PASSAGE SHOWN: Begin

Member of the Maryland House of Delegates from the Harford County district
- In office 1946–1946 Serving with Earle R. Burkins, John E. Clark, James J. DeRan Jr.
- Appointed by: Herbert O'Conor
- Preceded by: Leo M. Moore
- Succeeded by: William S. James

Personal details
- Born: Lena V. Lamm
- Died: November 17, 1969 (aged 77)
- Resting place: Mount Erin Cemetery Havre de Grace, Maryland, U.S.
- Party: Democratic
- Spouse: Leo M. Moore ​ ​(m. 1920; died 1946)​
- Children: 3, including Charles M.
- Alma mater: Western Maryland College (BA)
- Occupation: Politician; educator;

= Lena L. Moore =

American politician (died 1969)

Lena L. Moore (née Lamm; died November 17, 1969) was an American politician from Maryland. She was appointed as a member of the Maryland House of Delegates, representing Harford County, following the death of her husband Leo M. Moore in 1946.

==Early life==
Lena V. Lamm graduated from Havre de Grace High School in 1910. She graduated from Western Maryland College (later McDaniel College) with a Bachelor of Arts in instrumental music in 1914.

==Career==
In August 1914, she was appointed by school commissioners as assistant in Havre de Grace, Maryland.

She was a Democrat. She served as a member of the Maryland House of Delegates, representing Harford County, in 1946. She was appointed by Governor Herbert O'Conor to replace her husband Leo M. Moore after his death.

==Personal life==
She married Leo M. Moore in January 17, 1920. They had two sons and one daughter, Charles M., Leo M. Jr. and Mrs. Breen Bland.

Moore died on November 17, 1969, at the age of 77. She was buried at Mount Erin Cemetery in Havre de Grace.

PASSAGE SHOWN: End
EXTRACTED DATA: Begin

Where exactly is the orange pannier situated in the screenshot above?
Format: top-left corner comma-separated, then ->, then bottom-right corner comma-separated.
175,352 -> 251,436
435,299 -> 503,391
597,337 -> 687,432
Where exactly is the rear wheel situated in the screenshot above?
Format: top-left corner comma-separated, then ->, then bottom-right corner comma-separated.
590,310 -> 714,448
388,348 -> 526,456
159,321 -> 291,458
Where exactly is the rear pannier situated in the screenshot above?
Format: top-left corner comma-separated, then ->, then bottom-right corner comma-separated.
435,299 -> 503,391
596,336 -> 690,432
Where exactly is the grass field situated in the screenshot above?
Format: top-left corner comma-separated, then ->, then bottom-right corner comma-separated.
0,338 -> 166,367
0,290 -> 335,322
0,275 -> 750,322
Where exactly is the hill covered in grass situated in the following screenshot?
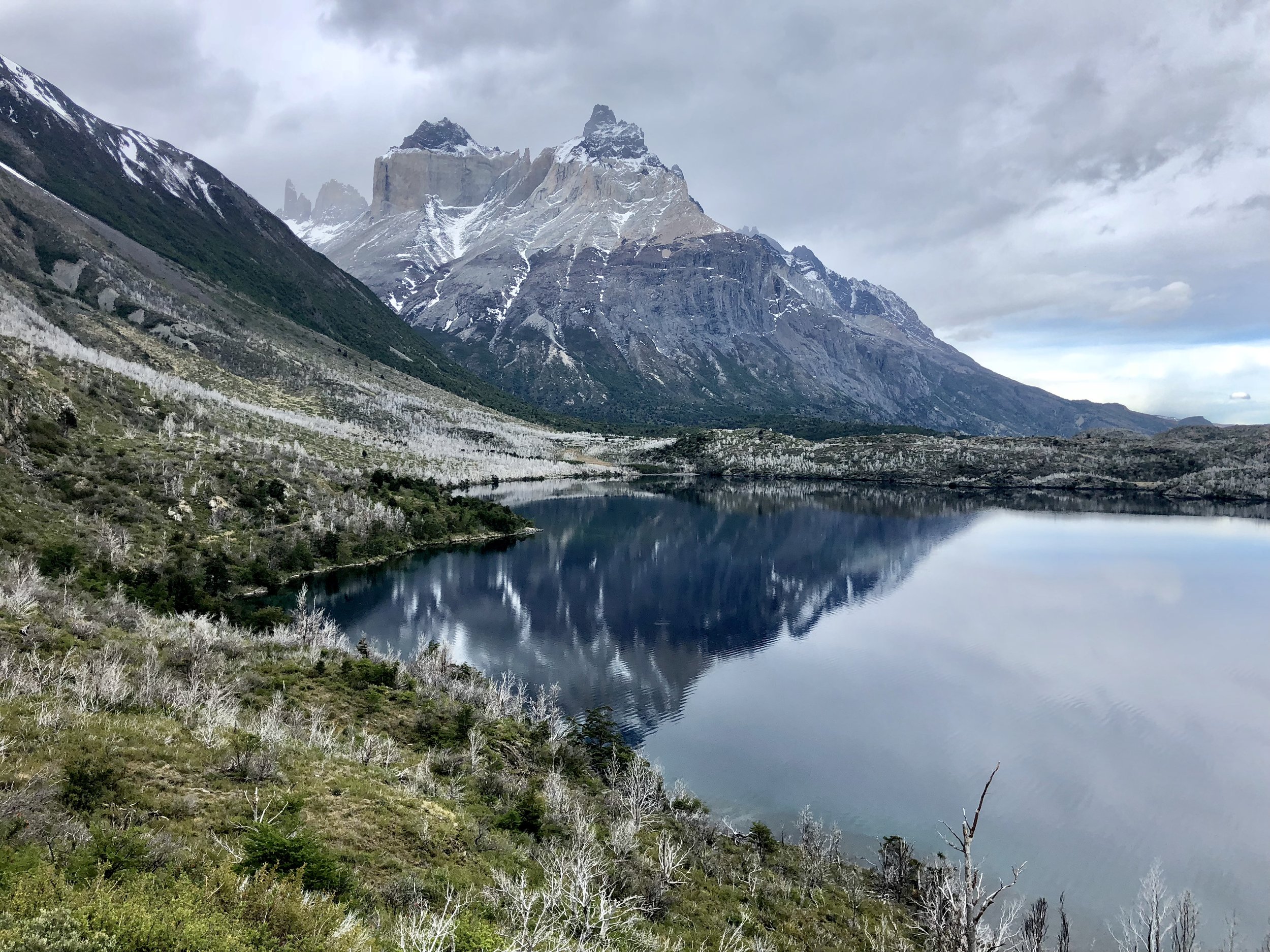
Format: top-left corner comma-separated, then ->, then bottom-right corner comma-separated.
0,559 -> 913,952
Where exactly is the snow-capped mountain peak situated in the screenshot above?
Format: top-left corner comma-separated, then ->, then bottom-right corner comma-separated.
393,118 -> 503,156
0,56 -> 221,215
582,106 -> 648,159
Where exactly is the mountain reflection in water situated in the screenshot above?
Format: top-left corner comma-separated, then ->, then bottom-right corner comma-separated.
310,480 -> 1270,947
318,481 -> 978,736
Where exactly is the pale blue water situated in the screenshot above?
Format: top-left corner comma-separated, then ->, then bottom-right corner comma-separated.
310,482 -> 1270,947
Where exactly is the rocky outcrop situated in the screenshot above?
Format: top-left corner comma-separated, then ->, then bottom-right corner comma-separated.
278,179 -> 314,221
371,119 -> 528,218
288,106 -> 1172,436
312,179 -> 368,225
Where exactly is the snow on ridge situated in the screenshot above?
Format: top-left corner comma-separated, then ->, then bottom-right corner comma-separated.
0,56 -> 79,128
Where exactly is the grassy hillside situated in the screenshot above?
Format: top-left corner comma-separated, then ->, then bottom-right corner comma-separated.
0,559 -> 912,952
0,340 -> 528,625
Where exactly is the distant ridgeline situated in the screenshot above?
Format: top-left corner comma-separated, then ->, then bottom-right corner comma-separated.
0,57 -> 577,429
282,106 -> 1176,438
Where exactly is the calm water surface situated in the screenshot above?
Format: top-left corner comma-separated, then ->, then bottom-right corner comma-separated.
310,481 -> 1270,946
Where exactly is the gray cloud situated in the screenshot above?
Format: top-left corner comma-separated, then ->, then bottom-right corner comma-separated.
0,0 -> 257,150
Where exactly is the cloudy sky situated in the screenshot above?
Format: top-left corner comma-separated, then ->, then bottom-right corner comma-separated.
0,0 -> 1270,423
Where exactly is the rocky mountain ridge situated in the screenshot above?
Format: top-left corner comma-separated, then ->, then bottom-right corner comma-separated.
0,57 -> 572,418
289,106 -> 1175,436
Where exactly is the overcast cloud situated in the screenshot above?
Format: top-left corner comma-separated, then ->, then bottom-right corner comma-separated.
0,0 -> 1270,421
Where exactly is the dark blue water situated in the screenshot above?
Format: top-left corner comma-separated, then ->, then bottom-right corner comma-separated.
322,482 -> 1270,946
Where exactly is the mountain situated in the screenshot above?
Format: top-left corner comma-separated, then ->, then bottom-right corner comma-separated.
289,106 -> 1173,436
0,57 -> 566,419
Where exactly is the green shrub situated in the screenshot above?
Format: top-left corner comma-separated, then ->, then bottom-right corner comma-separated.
61,749 -> 123,814
339,658 -> 398,691
494,791 -> 548,838
0,908 -> 118,952
37,542 -> 80,579
236,823 -> 353,896
66,825 -> 168,881
573,706 -> 635,773
749,820 -> 779,856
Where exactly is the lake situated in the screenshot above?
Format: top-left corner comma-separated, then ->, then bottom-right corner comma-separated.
310,480 -> 1270,947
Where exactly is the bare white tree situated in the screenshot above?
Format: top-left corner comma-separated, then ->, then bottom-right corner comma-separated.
922,764 -> 1023,952
396,890 -> 462,952
1112,862 -> 1173,952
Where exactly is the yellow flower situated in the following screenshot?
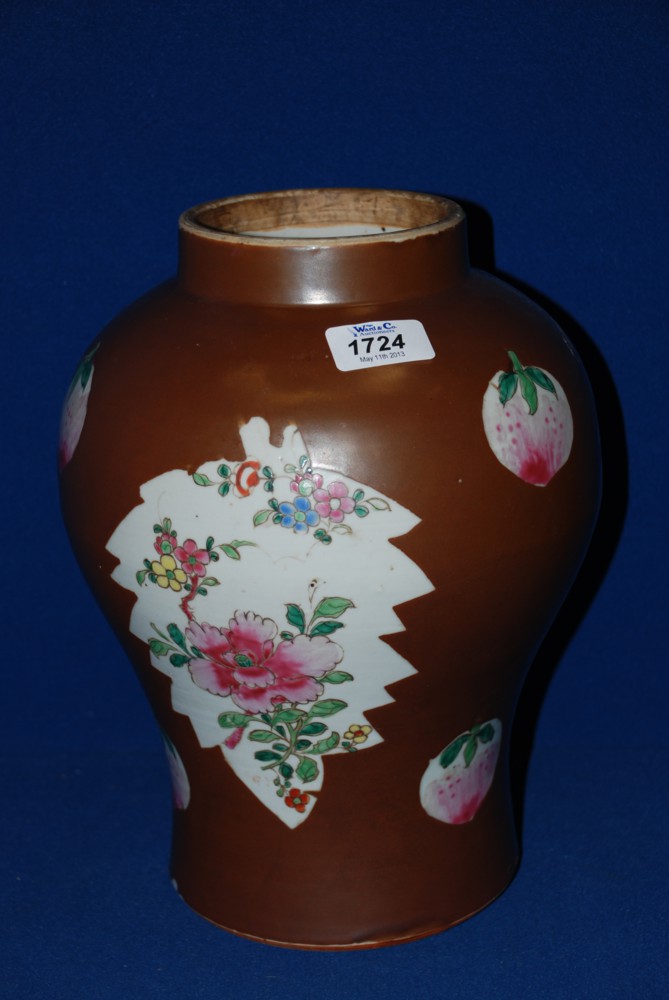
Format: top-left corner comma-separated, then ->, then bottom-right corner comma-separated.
344,722 -> 372,743
151,555 -> 188,590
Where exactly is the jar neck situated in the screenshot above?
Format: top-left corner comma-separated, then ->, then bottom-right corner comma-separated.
178,188 -> 469,305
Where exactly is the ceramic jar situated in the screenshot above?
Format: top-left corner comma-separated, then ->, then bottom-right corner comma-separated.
61,190 -> 599,948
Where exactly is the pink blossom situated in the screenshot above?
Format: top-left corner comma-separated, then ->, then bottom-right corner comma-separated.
174,538 -> 209,576
313,479 -> 355,523
186,611 -> 343,713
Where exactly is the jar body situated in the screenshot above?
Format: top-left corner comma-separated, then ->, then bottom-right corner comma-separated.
61,191 -> 599,948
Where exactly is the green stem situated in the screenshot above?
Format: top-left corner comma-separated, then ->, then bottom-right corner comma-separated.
261,719 -> 304,771
506,351 -> 524,375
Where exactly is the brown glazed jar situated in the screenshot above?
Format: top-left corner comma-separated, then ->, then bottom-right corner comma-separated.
61,190 -> 600,948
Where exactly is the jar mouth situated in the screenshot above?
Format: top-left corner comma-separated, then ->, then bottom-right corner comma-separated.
179,188 -> 464,246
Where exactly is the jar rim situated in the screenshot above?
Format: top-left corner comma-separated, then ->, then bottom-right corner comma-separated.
179,188 -> 465,247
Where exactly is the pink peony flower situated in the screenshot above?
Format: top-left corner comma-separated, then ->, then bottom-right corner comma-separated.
186,611 -> 343,714
313,479 -> 355,523
174,538 -> 209,576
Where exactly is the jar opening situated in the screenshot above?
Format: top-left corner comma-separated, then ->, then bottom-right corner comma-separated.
182,188 -> 462,241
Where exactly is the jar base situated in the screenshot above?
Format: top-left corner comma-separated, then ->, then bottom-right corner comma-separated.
172,856 -> 520,951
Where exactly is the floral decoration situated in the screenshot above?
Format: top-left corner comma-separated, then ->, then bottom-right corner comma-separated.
136,516 -> 372,812
193,455 -> 390,545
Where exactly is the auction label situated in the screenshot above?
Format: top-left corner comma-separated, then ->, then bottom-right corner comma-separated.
325,319 -> 434,372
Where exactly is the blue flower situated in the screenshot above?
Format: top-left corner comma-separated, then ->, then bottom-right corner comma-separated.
279,497 -> 320,535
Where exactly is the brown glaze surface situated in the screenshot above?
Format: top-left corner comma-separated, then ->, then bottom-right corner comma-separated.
62,192 -> 599,948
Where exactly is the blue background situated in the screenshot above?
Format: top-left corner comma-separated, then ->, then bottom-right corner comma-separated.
0,0 -> 669,1000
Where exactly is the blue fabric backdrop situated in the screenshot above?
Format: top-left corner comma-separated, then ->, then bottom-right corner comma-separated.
0,0 -> 669,1000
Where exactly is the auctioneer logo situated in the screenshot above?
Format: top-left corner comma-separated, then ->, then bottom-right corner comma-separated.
348,323 -> 397,337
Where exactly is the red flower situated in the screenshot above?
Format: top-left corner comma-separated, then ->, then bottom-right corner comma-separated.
232,458 -> 260,499
283,788 -> 311,812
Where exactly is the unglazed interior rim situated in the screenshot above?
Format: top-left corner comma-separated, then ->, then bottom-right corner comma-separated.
179,188 -> 465,247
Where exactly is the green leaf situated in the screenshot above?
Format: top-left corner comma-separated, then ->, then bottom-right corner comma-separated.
296,757 -> 318,784
518,372 -> 539,416
525,365 -> 557,396
193,472 -> 214,486
313,597 -> 355,618
149,639 -> 171,656
311,733 -> 339,753
218,543 -> 242,560
439,733 -> 469,767
167,622 -> 188,652
499,372 -> 518,406
273,708 -> 307,724
302,698 -> 346,716
253,750 -> 281,764
218,712 -> 252,729
309,622 -> 344,635
463,736 -> 478,767
249,729 -> 276,743
301,722 -> 328,736
321,670 -> 353,684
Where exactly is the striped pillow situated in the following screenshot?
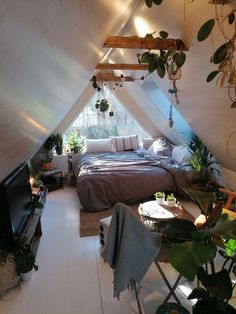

EXTRACTED DATA: End

**PROBLEM 1:** According to the biography of Lena L. Moore, who appointed her to the Maryland House of Delegates?
**PROBLEM 2:** List the children of Lena L. Moore that the biography names.
**PROBLEM 3:** Duplicate the stretch of the biography from "- Resting place: Mount" through "Moore in 1946.".

**EXERCISE RESULT 1:** Governor Herbert O'Conor

**EXERCISE RESULT 2:**
Charles M.
Leo M. Jr.
Mrs. Breen Bland

**EXERCISE RESULT 3:**
- Resting place: Mount Erin Cemetery Havre de Grace, Maryland, U.S.
- Party: Democratic
- Spouse: Leo M. Moore ​ ​(m. 1920; died 1946)​
- Children: 3, including Charles M.
- Alma mater: Western Maryland College (BA)
- Occupation: Politician; educator;

= Lena L. Moore =

American politician (died 1969)

Lena L. Moore (née Lamm; died November 17, 1969) was an American politician from Maryland. She was appointed as a member of the Maryland House of Delegates, representing Harford County, following the death of her husband Leo M. Moore in 1946.